◆ DOCUMENTFRAGMENT:

Bioturbatie is in de bodemkunde, sedimentologie, limnologie en oceanografie het door elkaar werken en verplaatsen van sediment door organismen (zowel planten als dieren). Bioturbatie komt alleen voor als organismen in het sediment aanwezig zijn, in anoxische omstandigheden komt het niet voor. Voorbeelden van organismen die bioturbatie veroorzaken in mariene sedimenten zijn ringwormen, tweekleppigen, slakken of zeekomkommers. In terrestrische sedimenten zijn met name wormen en mollen de drijvende krachten achter bioturbatie, waarvoor de wortelgroei van planten in natuurlijke situaties de energetische aanjager is. In mindere mate dragen ook insecten bij aan bioturbatie, met name in zuurdere bodems.

Wormen veroorzaken bioturbatie.

◆ VERZAMELD MATERIAAL:
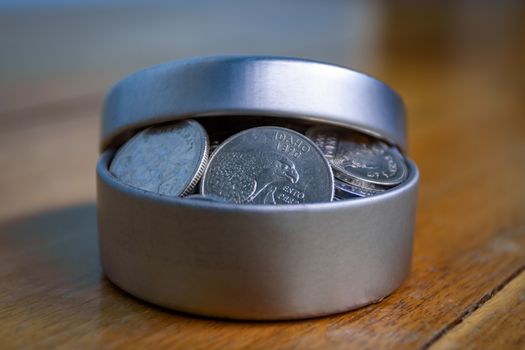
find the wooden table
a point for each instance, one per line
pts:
(461, 72)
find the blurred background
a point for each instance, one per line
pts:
(57, 49)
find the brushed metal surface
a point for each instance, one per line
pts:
(255, 262)
(255, 86)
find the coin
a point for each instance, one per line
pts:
(359, 156)
(167, 159)
(344, 190)
(208, 198)
(269, 165)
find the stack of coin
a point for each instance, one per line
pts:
(363, 166)
(269, 164)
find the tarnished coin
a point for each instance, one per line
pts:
(168, 159)
(360, 157)
(268, 165)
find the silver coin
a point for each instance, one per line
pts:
(168, 159)
(269, 165)
(359, 156)
(208, 198)
(344, 190)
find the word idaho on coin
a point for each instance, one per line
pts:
(268, 165)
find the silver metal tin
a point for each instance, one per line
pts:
(254, 86)
(250, 261)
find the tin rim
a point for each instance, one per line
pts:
(252, 86)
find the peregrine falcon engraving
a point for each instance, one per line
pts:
(251, 178)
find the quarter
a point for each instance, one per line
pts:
(269, 165)
(168, 159)
(357, 156)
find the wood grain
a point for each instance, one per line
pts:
(460, 71)
(499, 322)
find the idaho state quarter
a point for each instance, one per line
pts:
(167, 159)
(358, 156)
(268, 165)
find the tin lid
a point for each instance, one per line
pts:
(253, 86)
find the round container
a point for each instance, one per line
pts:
(253, 261)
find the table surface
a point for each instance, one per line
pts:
(460, 71)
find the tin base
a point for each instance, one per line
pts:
(255, 262)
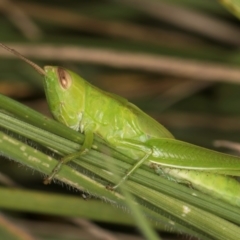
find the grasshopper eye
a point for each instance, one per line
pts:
(64, 78)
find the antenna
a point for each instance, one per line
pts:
(34, 65)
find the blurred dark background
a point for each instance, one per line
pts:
(177, 60)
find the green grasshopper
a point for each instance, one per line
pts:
(87, 109)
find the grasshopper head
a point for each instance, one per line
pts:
(65, 93)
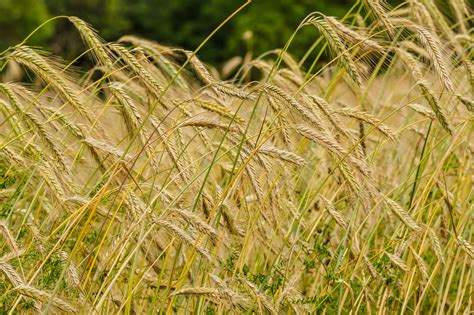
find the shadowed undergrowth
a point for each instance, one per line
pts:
(147, 183)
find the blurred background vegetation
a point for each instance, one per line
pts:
(183, 23)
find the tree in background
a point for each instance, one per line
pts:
(183, 23)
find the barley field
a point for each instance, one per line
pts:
(147, 182)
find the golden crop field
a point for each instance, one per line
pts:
(148, 182)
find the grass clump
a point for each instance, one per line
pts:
(146, 183)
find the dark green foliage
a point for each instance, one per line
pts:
(182, 23)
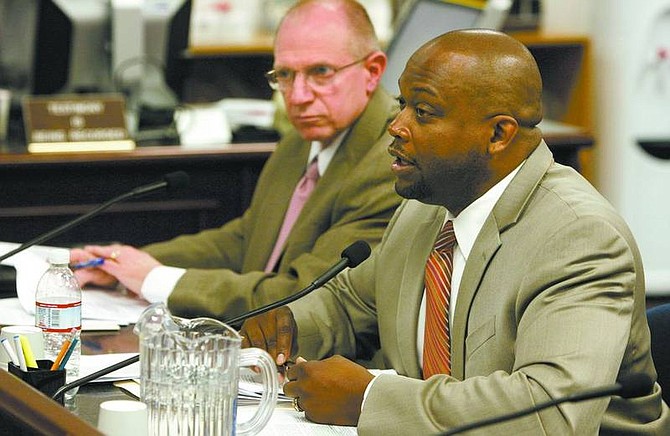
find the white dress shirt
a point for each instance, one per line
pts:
(467, 226)
(161, 281)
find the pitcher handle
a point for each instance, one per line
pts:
(268, 370)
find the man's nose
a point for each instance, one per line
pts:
(397, 127)
(300, 91)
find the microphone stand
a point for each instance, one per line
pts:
(352, 256)
(82, 381)
(178, 179)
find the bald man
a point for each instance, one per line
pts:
(327, 66)
(546, 294)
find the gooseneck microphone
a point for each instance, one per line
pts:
(630, 386)
(172, 181)
(352, 256)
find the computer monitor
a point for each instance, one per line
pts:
(423, 20)
(66, 47)
(54, 46)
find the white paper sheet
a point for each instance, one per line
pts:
(97, 304)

◆ JOUW OPDRACHTEN:
• a. Beantwoord deze vragen over de tekst over bioturbatie:
(i) In welke omstandigheden komt bioturbatie niet voor?
(ii) Welke organismen zijn in terrestrische sedimenten de drijvende krachten achter bioturbatie?
(iii) In wat voor bodems dragen insecten vooral bij aan bioturbatie?
• b. Schrijf de tekst over bioturbatie verder vanaf het punt waar die ophoudt.
Het materiaal speelt hierbij geen rol.

◆ ANTWOORDEN PER OPDRACHT:
• a.
(i) In anoxische omstandigheden.
(ii) Vooral wormen en mollen.
(iii) In zuurdere bodems.

• b.
Het gevolg van bioturbatie is dat oorspronkelijke sedimentaire structuren, zoals gelaagdheid, cross-bedding of verschillen in korrelgrootte verdwijnen. Dit proces heet de natuurlijke homogenisatie van de bodem. In tegenstelling tot slecht gesorteerde bodems, zijn natuurlijk gehomogeniseerde bodems zeer vruchtbaar door goede afwatering en beluchting.

Bioturbatie verhoogt de porositeit van een bodem waardoor het totale oppervlak tussen water en sediment groter wordt. Dit versnelt de reactiesnelheid van chemische processen tussen grond- of oppervlaktewater en de bodem. Omdat bioturbatie de structuur en chemie van sediment beïnvloedt wordt het proces tot diagenese gerekend.